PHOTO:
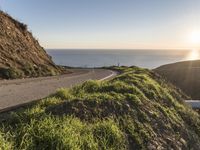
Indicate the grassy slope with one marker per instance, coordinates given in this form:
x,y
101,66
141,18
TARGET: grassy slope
x,y
135,110
184,75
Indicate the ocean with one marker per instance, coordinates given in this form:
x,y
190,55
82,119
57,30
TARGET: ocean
x,y
99,58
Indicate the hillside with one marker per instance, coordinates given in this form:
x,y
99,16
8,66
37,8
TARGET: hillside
x,y
185,75
135,110
20,54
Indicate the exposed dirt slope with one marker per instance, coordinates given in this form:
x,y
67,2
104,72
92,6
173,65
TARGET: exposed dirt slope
x,y
20,53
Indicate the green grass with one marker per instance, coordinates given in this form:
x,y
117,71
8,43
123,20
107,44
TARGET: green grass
x,y
135,110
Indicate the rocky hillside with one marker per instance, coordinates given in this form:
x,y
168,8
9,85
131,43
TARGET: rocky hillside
x,y
135,110
185,75
20,54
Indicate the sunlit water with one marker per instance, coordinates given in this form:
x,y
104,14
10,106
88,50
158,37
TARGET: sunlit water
x,y
98,58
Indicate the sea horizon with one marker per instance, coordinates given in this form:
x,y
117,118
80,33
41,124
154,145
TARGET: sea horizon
x,y
89,58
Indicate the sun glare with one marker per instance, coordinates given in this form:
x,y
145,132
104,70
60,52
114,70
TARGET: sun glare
x,y
195,37
193,55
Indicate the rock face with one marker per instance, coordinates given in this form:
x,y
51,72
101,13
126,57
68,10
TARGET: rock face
x,y
20,54
185,75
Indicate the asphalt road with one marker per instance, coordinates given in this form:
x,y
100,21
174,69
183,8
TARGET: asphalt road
x,y
21,91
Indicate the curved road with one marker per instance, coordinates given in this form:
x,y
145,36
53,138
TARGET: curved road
x,y
21,91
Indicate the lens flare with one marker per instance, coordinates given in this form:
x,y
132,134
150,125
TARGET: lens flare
x,y
193,55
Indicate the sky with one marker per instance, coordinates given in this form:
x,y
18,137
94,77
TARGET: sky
x,y
110,24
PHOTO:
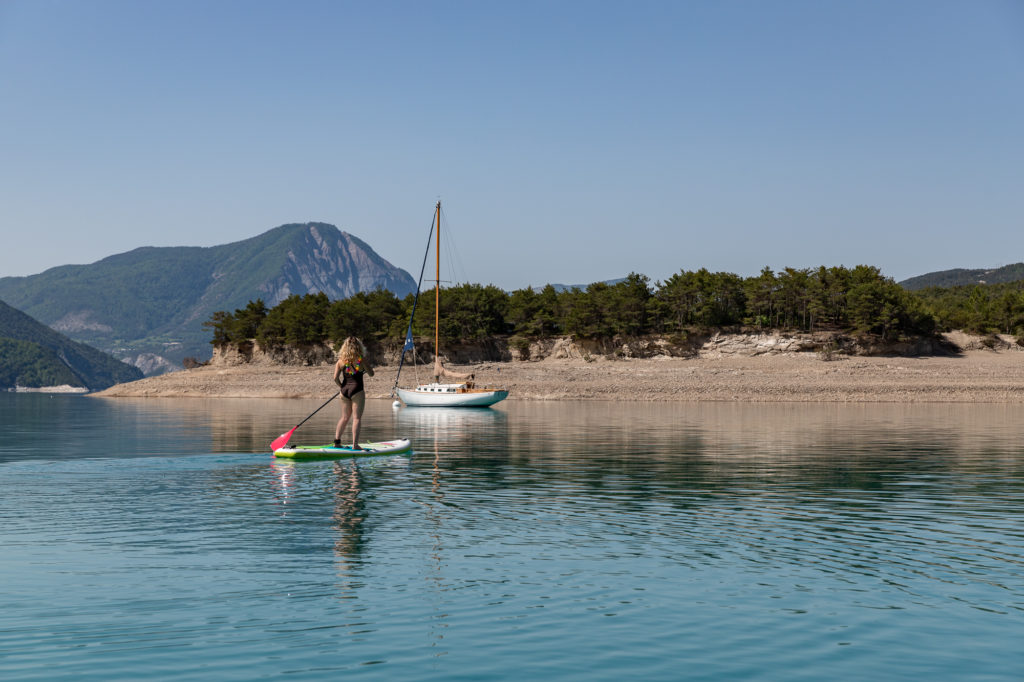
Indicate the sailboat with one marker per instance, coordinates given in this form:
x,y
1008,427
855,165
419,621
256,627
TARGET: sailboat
x,y
462,391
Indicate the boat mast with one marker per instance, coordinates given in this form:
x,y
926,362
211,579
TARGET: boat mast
x,y
437,290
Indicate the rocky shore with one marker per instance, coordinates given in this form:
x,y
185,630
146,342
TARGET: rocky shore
x,y
743,370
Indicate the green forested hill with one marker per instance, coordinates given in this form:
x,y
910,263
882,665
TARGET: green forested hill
x,y
153,301
33,354
963,278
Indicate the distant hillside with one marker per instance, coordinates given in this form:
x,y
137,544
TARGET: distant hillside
x,y
147,306
33,355
961,276
560,288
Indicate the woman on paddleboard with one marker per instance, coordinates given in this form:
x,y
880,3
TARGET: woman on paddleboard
x,y
348,373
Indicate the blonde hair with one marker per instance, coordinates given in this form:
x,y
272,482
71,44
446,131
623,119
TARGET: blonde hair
x,y
351,350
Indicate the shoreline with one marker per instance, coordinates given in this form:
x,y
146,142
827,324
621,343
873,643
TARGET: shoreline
x,y
973,376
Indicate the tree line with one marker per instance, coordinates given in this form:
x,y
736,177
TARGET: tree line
x,y
858,300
* * * * * * *
Exercise
Pictures are to be left out; the records above must be repeated word for word.

Answer to the exercise
PHOTO:
Indicate the grassy slope with one marker per instance, coordinates given in this form:
x,y
101,66
141,18
TARGET: grassy slope
x,y
135,110
184,75
Indicate the ocean with one marker per instance, coordinates given in this form:
x,y
190,55
82,119
57,30
TARGET: ocean
x,y
99,58
Indicate the hillside with one marker per instance, coordinates given in this form:
x,y
99,16
8,66
37,8
TARGET: hillside
x,y
185,75
135,110
20,54
Indicate the exposed dirt slope with one marker per instance, coordinates given in this form:
x,y
67,2
104,72
92,6
173,65
TARGET: exposed dirt slope
x,y
20,53
Indicate the green grass with one marker per instance, coordinates given in this form:
x,y
117,71
8,43
123,20
107,44
TARGET: green grass
x,y
135,110
Indicate the rocky hillside with one marker per instance, coordinates given in this form:
x,y
168,8
9,85
131,43
TARGET: rocky hillside
x,y
135,110
185,75
20,54
Indicate the sunlit water with one marker per instance, coordinates given in this form:
x,y
104,14
10,106
88,50
158,37
TARGET: sunlit water
x,y
98,58
Indicate the sea horizon with one marker per instance, coordinates given in this form:
x,y
117,118
80,33
41,124
154,145
TARGET: sea horizon
x,y
89,58
Indicate the sun glare with one marker per instance, coordinates given in this form:
x,y
145,132
104,70
60,52
114,70
TARGET: sun glare
x,y
195,37
193,55
Indicate the rock face with one marker per instance, coordinates given in this form:
x,y
51,72
101,13
126,57
68,10
TARGET: rock face
x,y
20,54
185,75
Indicate the asphalt road with one marker per instance, coordinates given in this form:
x,y
100,21
174,69
183,8
TARGET: asphalt road
x,y
21,91
Indicate the curved road with one marker per instance, coordinates given in this form:
x,y
145,36
53,138
TARGET: curved road
x,y
21,91
Indicate the lens flare with one marker per instance, coordinates given in this form:
x,y
132,134
150,125
TARGET: lens flare
x,y
193,55
Indicate the sky with one marker per instance, coordinates given in this form:
x,y
18,137
94,77
TARGET: sky
x,y
110,24
PHOTO:
Indicate the sailboat with one marker per instance, coordinates given in this form:
x,y
1008,427
855,165
419,621
256,627
TARGET: sailboat
x,y
462,391
Indicate the boat mast with one marker per instance, coordinates given in this form:
x,y
926,362
211,579
TARGET: boat mast
x,y
437,290
Indicate the rocky shore with one marker per instance, coordinates given in this form:
x,y
185,630
146,342
TARGET: rocky shore
x,y
743,370
Indicate the green forested hill with one marker per instance, coordinates given in this form:
x,y
910,263
882,665
TARGET: green forested hill
x,y
153,301
33,354
963,278
Indicate the distant hillside with one marker per instance, coordinates given in this form:
x,y
137,544
TARGET: distant hillside
x,y
147,306
33,355
961,276
560,288
Indicate the woman on paddleboard with one marker per instance, coordinates given in this form:
x,y
880,3
TARGET: woman on paddleboard
x,y
348,373
Indicate the blonde hair with one marker per instance, coordinates given in this form:
x,y
272,482
71,44
446,131
623,119
TARGET: blonde hair
x,y
351,350
Indicate the shoreline with one marker per instance, coordinates given in this form:
x,y
146,142
827,324
621,343
873,643
TARGET: shoreline
x,y
973,376
Indicate the tree line with one marker per instance, coordinates given in this form:
x,y
736,177
TARGET: tree line
x,y
858,300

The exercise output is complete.